## WORK TASK
Express the items as a JSON list of strings, starting with the first line and going on through the line with "positive clicks: (1247, 211) (1234, 235)", one string per line with blank lines dropped. Leave the pictures out of the list.

## PROVIDED MATERIAL
++++
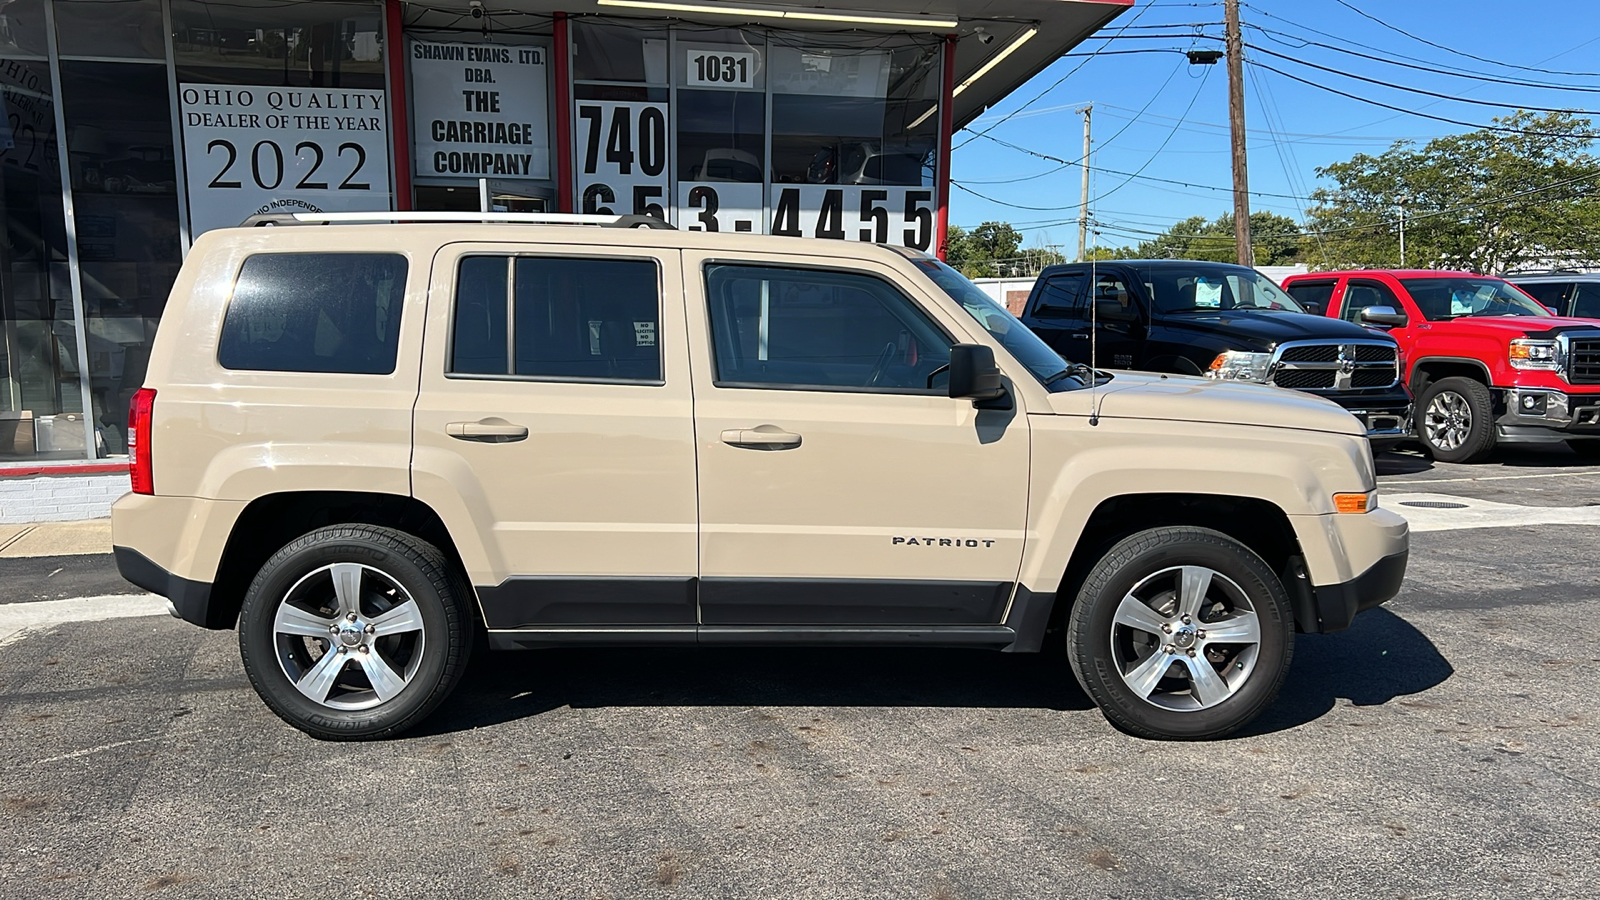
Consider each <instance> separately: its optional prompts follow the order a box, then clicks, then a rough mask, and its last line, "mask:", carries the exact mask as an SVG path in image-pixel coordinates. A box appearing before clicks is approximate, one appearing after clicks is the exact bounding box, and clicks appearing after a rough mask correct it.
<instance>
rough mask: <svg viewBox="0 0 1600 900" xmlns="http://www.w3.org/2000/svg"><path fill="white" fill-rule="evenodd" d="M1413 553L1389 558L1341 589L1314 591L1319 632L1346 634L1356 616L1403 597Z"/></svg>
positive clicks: (1385, 559)
mask: <svg viewBox="0 0 1600 900" xmlns="http://www.w3.org/2000/svg"><path fill="white" fill-rule="evenodd" d="M1410 552H1411V551H1410V549H1403V551H1400V552H1397V554H1392V556H1386V557H1382V559H1379V560H1378V562H1374V564H1373V565H1371V567H1370V569H1368V570H1366V572H1363V573H1360V575H1357V577H1355V578H1352V580H1349V581H1342V583H1339V585H1322V586H1318V588H1312V599H1314V610H1312V612H1314V615H1315V617H1317V631H1320V633H1323V634H1326V633H1328V631H1344V629H1346V628H1349V626H1350V621H1352V620H1354V618H1355V613H1358V612H1365V610H1370V609H1373V607H1379V605H1382V604H1387V602H1389V601H1392V599H1394V597H1395V594H1398V593H1400V583H1402V581H1403V580H1405V564H1406V559H1408V556H1410Z"/></svg>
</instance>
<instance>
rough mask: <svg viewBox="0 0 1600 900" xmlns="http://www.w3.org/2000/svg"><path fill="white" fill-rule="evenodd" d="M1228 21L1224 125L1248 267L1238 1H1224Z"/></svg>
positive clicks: (1247, 211) (1234, 235)
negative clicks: (1232, 159) (1227, 127)
mask: <svg viewBox="0 0 1600 900" xmlns="http://www.w3.org/2000/svg"><path fill="white" fill-rule="evenodd" d="M1222 10H1224V21H1226V24H1227V125H1229V128H1230V130H1232V133H1234V248H1235V250H1237V251H1238V264H1240V266H1250V264H1253V261H1254V255H1253V253H1251V251H1250V176H1248V175H1246V171H1245V40H1243V38H1242V37H1240V35H1238V0H1224V3H1222Z"/></svg>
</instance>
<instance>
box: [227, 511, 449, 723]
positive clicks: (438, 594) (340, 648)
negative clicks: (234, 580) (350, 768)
mask: <svg viewBox="0 0 1600 900" xmlns="http://www.w3.org/2000/svg"><path fill="white" fill-rule="evenodd" d="M464 597H466V588H464V585H462V583H461V580H459V578H458V577H456V575H454V573H453V570H451V567H450V564H448V562H446V559H445V556H443V554H442V552H440V551H438V549H437V548H435V546H432V544H429V543H426V541H422V540H419V538H414V536H411V535H406V533H402V532H397V530H392V528H381V527H374V525H336V527H330V528H318V530H315V532H310V533H309V535H304V536H301V538H296V540H294V541H293V543H290V544H288V546H285V548H283V549H280V551H278V552H275V554H274V556H272V559H269V560H267V564H266V565H262V567H261V572H259V573H258V575H256V580H254V581H253V583H251V586H250V591H248V593H246V594H245V604H243V609H242V610H240V628H238V645H240V653H242V657H243V661H245V671H246V673H248V674H250V684H251V685H254V689H256V693H259V695H261V698H262V700H264V701H266V703H267V706H269V708H272V711H274V713H277V714H278V716H280V717H282V719H283V721H286V722H288V724H291V725H294V727H296V729H301V730H302V732H306V733H309V735H312V737H317V738H323V740H363V738H381V737H392V735H397V733H400V732H403V730H405V729H410V727H411V725H414V724H418V722H419V721H422V719H424V717H426V716H427V714H429V713H432V711H434V708H437V706H438V705H440V703H442V701H443V700H445V697H446V695H448V693H450V692H451V690H453V689H454V687H456V682H458V681H461V674H462V671H464V669H466V663H467V657H469V655H470V650H472V634H474V629H472V626H470V623H469V620H467V617H466V615H464V612H462V610H464Z"/></svg>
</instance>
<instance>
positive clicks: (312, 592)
mask: <svg viewBox="0 0 1600 900" xmlns="http://www.w3.org/2000/svg"><path fill="white" fill-rule="evenodd" d="M272 633H274V644H275V645H277V650H278V666H282V668H283V674H285V676H288V679H290V682H293V684H294V687H296V689H298V690H299V692H301V693H304V695H306V697H307V698H310V700H312V701H315V703H318V705H322V706H326V708H330V709H370V708H373V706H378V705H379V703H386V701H389V700H394V698H395V697H397V695H398V693H400V692H402V690H405V687H406V685H408V684H410V682H411V679H413V677H414V676H416V669H418V666H419V665H421V663H422V653H426V652H427V637H426V633H424V629H422V615H421V612H419V610H418V605H416V601H414V599H411V594H408V593H406V589H405V588H402V586H400V583H398V581H395V580H394V578H392V577H389V575H387V573H384V572H382V570H379V569H373V567H371V565H362V564H358V562H336V564H333V565H323V567H322V569H315V570H312V572H310V573H307V575H306V577H304V578H301V580H299V581H296V583H294V586H293V588H290V591H288V594H286V596H285V597H283V602H282V604H280V605H278V610H277V615H275V617H274V621H272Z"/></svg>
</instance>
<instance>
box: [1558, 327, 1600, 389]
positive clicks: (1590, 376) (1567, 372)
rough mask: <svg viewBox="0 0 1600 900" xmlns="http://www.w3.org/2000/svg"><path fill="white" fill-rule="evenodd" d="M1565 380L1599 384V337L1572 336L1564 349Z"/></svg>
mask: <svg viewBox="0 0 1600 900" xmlns="http://www.w3.org/2000/svg"><path fill="white" fill-rule="evenodd" d="M1566 380H1568V381H1570V383H1573V384H1600V338H1573V340H1571V344H1568V351H1566Z"/></svg>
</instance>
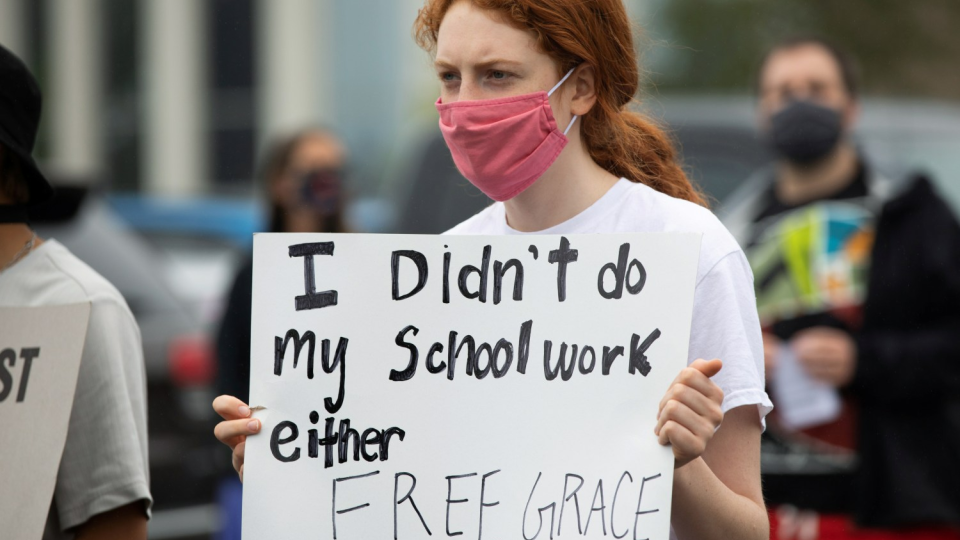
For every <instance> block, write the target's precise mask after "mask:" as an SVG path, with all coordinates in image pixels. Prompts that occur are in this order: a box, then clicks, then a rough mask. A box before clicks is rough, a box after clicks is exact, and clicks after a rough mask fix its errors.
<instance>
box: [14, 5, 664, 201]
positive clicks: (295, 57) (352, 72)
mask: <svg viewBox="0 0 960 540" xmlns="http://www.w3.org/2000/svg"><path fill="white" fill-rule="evenodd" d="M658 3H659V0H658V1H652V0H650V1H646V2H644V1H641V0H628V1H627V4H628V6H629V7H630V9H631V11H632V12H633V14H634V15H639V14H640V12H641V11H642V7H643V6H645V5H650V4H653V5H656V4H658ZM422 5H423V0H363V1H351V0H0V43H3V44H4V45H5V46H6V47H8V48H10V49H12V50H13V51H15V52H16V53H17V54H19V55H20V56H21V57H22V58H23V59H24V60H25V61H26V62H27V64H28V65H29V66H30V68H31V69H32V70H33V72H34V74H35V75H36V76H37V78H38V80H39V81H40V83H41V86H42V87H43V89H44V93H45V107H44V126H43V129H42V130H41V134H40V140H39V141H38V149H37V155H38V156H39V158H40V159H41V161H42V162H43V163H44V164H45V166H46V167H47V168H48V169H51V170H53V171H59V172H62V173H63V175H62V176H66V177H70V178H83V179H86V180H85V181H87V182H92V183H94V184H96V185H98V186H101V187H105V188H109V189H113V190H120V191H138V192H144V193H148V194H155V195H160V196H172V197H191V196H198V195H207V194H236V195H249V194H250V193H252V192H253V190H254V187H253V186H254V183H253V182H252V181H251V179H252V178H253V177H254V176H255V170H254V166H255V162H256V158H257V154H258V151H259V149H260V147H261V145H262V143H263V142H264V141H265V140H267V139H268V138H269V137H271V136H272V135H274V134H277V133H282V132H286V131H289V130H292V129H297V128H300V127H304V126H309V125H323V126H327V127H331V128H333V129H335V130H336V131H337V132H338V133H339V134H340V135H342V136H343V137H344V138H345V139H346V141H347V143H348V147H349V148H350V150H351V152H352V156H351V157H352V159H351V167H352V171H351V172H352V173H353V174H352V175H351V176H352V178H353V179H354V181H357V182H359V183H360V184H361V185H360V186H359V190H361V191H362V190H363V189H364V188H365V187H369V186H364V185H363V184H373V183H376V182H377V181H378V179H379V178H381V177H383V176H389V174H390V172H389V169H390V167H391V163H392V162H393V161H395V158H396V157H397V156H396V154H398V153H402V152H403V145H404V143H409V142H410V141H409V139H411V136H412V135H414V134H416V133H421V132H423V131H424V129H426V126H428V125H429V124H432V123H433V122H435V121H436V116H435V114H436V113H435V111H434V109H433V101H434V100H435V99H436V95H437V89H436V88H437V87H436V83H435V76H434V74H433V70H432V67H431V63H430V60H429V58H428V57H427V56H426V55H425V54H423V52H422V51H421V50H419V49H418V48H417V46H416V44H415V43H414V42H413V39H412V34H411V25H412V23H413V20H414V18H415V17H416V13H417V10H418V9H419V8H420V7H421V6H422Z"/></svg>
++++
## RESPONSE
[
  "Consider each <instance> separately: its optional prompts follow the order a box, then clicks, then a rough mask, and its last line, \"mask:\", carries the exact mask as an SVG path in image-pixel coordinates. A box appearing before clicks is approximate, one appearing after clicks is the exact bounding box, and clicks appearing after a rough mask correct it.",
  "<instance>",
  "rough mask: <svg viewBox=\"0 0 1600 900\" xmlns=\"http://www.w3.org/2000/svg\"><path fill=\"white\" fill-rule=\"evenodd\" d=\"M1413 553L1389 558L1341 589L1314 591L1319 632L1346 634L1356 616L1403 597Z\"/></svg>",
  "positive clicks: (1385, 559)",
  "mask: <svg viewBox=\"0 0 1600 900\" xmlns=\"http://www.w3.org/2000/svg\"><path fill=\"white\" fill-rule=\"evenodd\" d=\"M1410 552H1411V551H1410V549H1403V551H1400V552H1397V554H1392V556H1386V557H1382V559H1379V560H1378V562H1374V564H1373V565H1371V567H1370V569H1368V570H1366V572H1363V573H1360V575H1357V577H1355V578H1352V580H1349V581H1342V583H1339V585H1322V586H1318V588H1312V599H1314V610H1312V612H1314V615H1315V617H1317V631H1320V633H1323V634H1326V633H1328V631H1344V629H1346V628H1349V626H1350V621H1352V620H1354V618H1355V613H1358V612H1365V610H1370V609H1373V607H1379V605H1382V604H1387V602H1389V601H1392V599H1394V597H1395V594H1398V593H1400V583H1402V581H1403V580H1405V564H1406V559H1408V556H1410Z\"/></svg>",
  "</instance>",
  "<instance>",
  "rough mask: <svg viewBox=\"0 0 1600 900\" xmlns=\"http://www.w3.org/2000/svg\"><path fill=\"white\" fill-rule=\"evenodd\" d=\"M1228 21L1224 125L1248 267L1238 1H1224Z\"/></svg>",
  "positive clicks: (1247, 211) (1234, 235)"
]